JOB -> Copy all of the material below, keeping every line and character the same.

Excerpts from a point labeling dataset:
◇ ◇ ◇

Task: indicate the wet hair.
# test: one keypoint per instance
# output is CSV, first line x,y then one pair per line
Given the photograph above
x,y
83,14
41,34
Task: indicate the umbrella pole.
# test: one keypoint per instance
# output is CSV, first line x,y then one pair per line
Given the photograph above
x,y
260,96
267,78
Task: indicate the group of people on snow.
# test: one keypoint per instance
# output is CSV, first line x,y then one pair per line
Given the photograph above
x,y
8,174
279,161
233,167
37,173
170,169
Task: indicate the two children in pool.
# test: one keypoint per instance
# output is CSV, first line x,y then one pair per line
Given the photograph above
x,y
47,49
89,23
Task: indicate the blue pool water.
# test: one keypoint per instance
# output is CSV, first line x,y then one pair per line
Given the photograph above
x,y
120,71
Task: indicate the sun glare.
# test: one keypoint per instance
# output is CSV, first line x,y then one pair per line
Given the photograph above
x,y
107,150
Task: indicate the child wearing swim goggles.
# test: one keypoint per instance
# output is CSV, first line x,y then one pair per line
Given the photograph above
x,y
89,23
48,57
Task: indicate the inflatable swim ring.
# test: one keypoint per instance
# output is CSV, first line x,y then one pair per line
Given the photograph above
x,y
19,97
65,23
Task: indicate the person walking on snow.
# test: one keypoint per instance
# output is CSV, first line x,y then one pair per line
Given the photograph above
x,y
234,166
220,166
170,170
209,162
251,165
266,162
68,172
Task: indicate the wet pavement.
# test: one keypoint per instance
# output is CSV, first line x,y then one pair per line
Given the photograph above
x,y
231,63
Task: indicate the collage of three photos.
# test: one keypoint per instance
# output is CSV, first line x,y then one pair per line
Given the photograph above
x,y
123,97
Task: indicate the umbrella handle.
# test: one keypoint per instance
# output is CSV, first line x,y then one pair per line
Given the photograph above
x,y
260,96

◇ ◇ ◇

THE RESPONSE ->
Task: indicate the wet hair.
# test: one keypoint per instance
# output is CSV, first line x,y then one pair per line
Given the photograph above
x,y
83,14
41,34
Task: indicate the umbrella pole.
# test: one keypoint per instance
# output is CSV, first line x,y then one pair per line
Given the photograph above
x,y
260,96
267,78
Task: indicate the group of people on snow.
# test: one keypoint per instance
# output is CSV, first line x,y then one pair per line
Given the photograph above
x,y
8,174
279,161
233,167
37,173
170,169
Task: indicate the two children in pool.
# test: one keypoint per instance
# output is CSV, first line x,y then one pair per line
Given the photograph above
x,y
47,49
89,23
Task: indicate the blue pool water.
# test: one keypoint per instance
# output is CSV, first line x,y then one pair per line
Given the photograph above
x,y
120,71
Task: indicate the sun glare.
# test: one keypoint per instance
# output is CSV, first line x,y then one pair per line
Given the photograph above
x,y
107,150
Task: indicate the child wearing swim goggles.
# test: one keypoint per instance
# output is CSV, first line x,y then one pair per line
Given the photograph above
x,y
89,23
48,57
Task: indicate the inflatable swim ring.
# test: one keypoint per instance
# output is CSV, first line x,y then one pair per line
Given the photograph above
x,y
19,97
65,23
Task: indicate the person walking on snow.
# test: one keypoint per instance
# output is CSV, first line x,y then one pair per line
Given the photograph above
x,y
234,166
220,166
170,170
209,162
251,165
266,162
68,172
Task: indicate the wet pavement.
# test: one keypoint per instance
# output is CSV, first line x,y then one pair per line
Given the photograph above
x,y
231,63
Task: indicate the collage of three photos.
# test: one keypoint per instance
# output is CSV, first line x,y then one pair per line
Given the photograph above
x,y
123,97
Task: indicate the umbrella handle.
# test: one keypoint per instance
# output is CSV, first line x,y then one pair per line
Given the photograph above
x,y
260,96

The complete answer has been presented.